◆ **TEXTE SOURCE**
BENOÎT XVI (SUR LA PRIÈRE)

AUDIENCE GÉNÉRALE

Salle Paul VI

Mercredi 27 juin 2012

Chers frères et sœurs,

Notre prière est faite, comme nous l’avons vu lors des mercredis passés, de silences et de mots, de chants et de gestes qui font participer la personne tout entière : de la bouche à l’esprit, du cœur au corps entier. C’est une caractéristique que nous retrouvons dans la prière juive, en particulier dans les Psaumes. Je voudrais aujourd’hui parler de l’un des chants ou hymnes les plus anciens de la tradition chrétienne, que saint Paul nous présente dans ce qui est, d’une certaine manière, son testament spirituel : la Lettre aux Philippiens. En effet, il s’agit d’une Lettre que l’Apôtre dicte alors qu’il est en prison, peut-être à Rome. Il sent sa mort prochaine, car il affirme que sa vie sera offerte en sacrifice (cf. Ph 2, 17).

◆ **DONNÉES FOURNIES**
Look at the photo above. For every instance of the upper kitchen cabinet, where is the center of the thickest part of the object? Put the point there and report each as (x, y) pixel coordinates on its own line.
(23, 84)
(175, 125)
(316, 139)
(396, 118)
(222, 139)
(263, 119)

◆ **CONSIGNE DONNÉE**
Transcrivez à l'identique le passage de l'audience générale sur la prière qui s'ouvre sur les mots contenant "BENOÎT XVI (SUR" et se clôt sur "(cf. Ph 2, 17).".

◆ **RÉSULTAT OBTENU**
BENOÎT XVI (SUR LA PRIÈRE)

AUDIENCE GÉNÉRALE

Salle Paul VI

Mercredi 27 juin 2012

Chers frères et sœurs,

Notre prière est faite, comme nous l’avons vu lors des mercredis passés, de silences et de mots, de chants et de gestes qui font participer la personne tout entière : de la bouche à l’esprit, du cœur au corps entier. C’est une caractéristique que nous retrouvons dans la prière juive, en particulier dans les Psaumes. Je voudrais aujourd’hui parler de l’un des chants ou hymnes les plus anciens de la tradition chrétienne, que saint Paul nous présente dans ce qui est, d’une certaine manière, son testament spirituel : la Lettre aux Philippiens. En effet, il s’agit d’une Lettre que l’Apôtre dicte alors qu’il est en prison, peut-être à Rome. Il sent sa mort prochaine, car il affirme que sa vie sera offerte en sacrifice (cf. Ph 2, 17).